WRITTEN PROBLEM: Reproduce the data below word for word, starting at the first line that contains "the woman's left" and continuing through the last line of the data.

DATA PROVIDED:
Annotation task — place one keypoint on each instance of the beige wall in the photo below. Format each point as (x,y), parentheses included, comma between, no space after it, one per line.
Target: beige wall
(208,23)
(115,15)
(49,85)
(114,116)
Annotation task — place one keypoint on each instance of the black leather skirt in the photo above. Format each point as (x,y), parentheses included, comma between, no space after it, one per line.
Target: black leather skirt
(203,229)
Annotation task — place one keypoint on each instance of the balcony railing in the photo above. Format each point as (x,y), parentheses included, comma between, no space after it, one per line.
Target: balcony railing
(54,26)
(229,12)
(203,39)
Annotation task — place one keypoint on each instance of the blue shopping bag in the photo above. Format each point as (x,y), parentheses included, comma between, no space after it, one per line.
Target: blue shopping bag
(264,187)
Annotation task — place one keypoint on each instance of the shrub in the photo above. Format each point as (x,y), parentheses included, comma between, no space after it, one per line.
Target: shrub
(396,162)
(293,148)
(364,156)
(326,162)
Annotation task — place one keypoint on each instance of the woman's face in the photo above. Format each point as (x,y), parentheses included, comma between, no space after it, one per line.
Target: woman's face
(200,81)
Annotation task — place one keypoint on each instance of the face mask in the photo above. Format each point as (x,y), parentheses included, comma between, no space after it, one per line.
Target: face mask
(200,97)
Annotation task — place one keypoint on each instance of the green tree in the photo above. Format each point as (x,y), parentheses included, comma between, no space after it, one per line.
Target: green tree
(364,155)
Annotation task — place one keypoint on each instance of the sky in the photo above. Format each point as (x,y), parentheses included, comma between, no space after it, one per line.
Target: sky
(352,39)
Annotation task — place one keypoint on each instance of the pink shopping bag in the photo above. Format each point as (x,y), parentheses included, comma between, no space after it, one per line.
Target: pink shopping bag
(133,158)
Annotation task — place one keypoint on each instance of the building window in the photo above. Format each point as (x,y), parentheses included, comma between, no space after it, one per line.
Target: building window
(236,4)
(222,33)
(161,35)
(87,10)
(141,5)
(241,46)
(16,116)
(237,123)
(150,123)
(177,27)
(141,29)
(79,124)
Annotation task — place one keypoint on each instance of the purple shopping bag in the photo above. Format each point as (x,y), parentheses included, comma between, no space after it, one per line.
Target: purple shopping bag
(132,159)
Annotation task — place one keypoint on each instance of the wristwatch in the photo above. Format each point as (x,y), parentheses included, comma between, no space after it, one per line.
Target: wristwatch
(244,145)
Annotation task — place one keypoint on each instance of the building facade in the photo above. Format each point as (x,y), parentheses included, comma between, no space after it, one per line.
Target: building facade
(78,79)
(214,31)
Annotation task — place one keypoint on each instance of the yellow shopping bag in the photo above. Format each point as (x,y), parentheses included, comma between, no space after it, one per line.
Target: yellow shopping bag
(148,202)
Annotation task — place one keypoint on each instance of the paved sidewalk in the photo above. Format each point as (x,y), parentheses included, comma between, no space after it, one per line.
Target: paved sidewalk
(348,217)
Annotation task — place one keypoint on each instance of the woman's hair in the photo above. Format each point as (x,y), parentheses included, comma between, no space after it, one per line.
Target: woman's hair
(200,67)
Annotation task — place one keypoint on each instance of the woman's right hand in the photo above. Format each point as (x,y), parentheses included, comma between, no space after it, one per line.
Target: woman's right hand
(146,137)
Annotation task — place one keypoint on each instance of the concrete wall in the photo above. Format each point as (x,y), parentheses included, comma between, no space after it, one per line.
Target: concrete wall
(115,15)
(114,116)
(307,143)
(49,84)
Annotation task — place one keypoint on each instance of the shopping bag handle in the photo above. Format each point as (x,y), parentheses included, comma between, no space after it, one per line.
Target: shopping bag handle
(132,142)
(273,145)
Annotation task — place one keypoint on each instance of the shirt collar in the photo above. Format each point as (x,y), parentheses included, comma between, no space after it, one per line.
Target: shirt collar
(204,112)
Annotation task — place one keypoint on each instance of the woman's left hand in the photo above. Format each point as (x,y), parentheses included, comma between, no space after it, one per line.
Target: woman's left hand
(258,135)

IN RESPONSE:
Annotation task — place one keypoint on each instance of the woman's left hand in the photo above. Format each point as (x,y), parentheses included, comma between, no space after it, one per line.
Target: woman's left hand
(258,135)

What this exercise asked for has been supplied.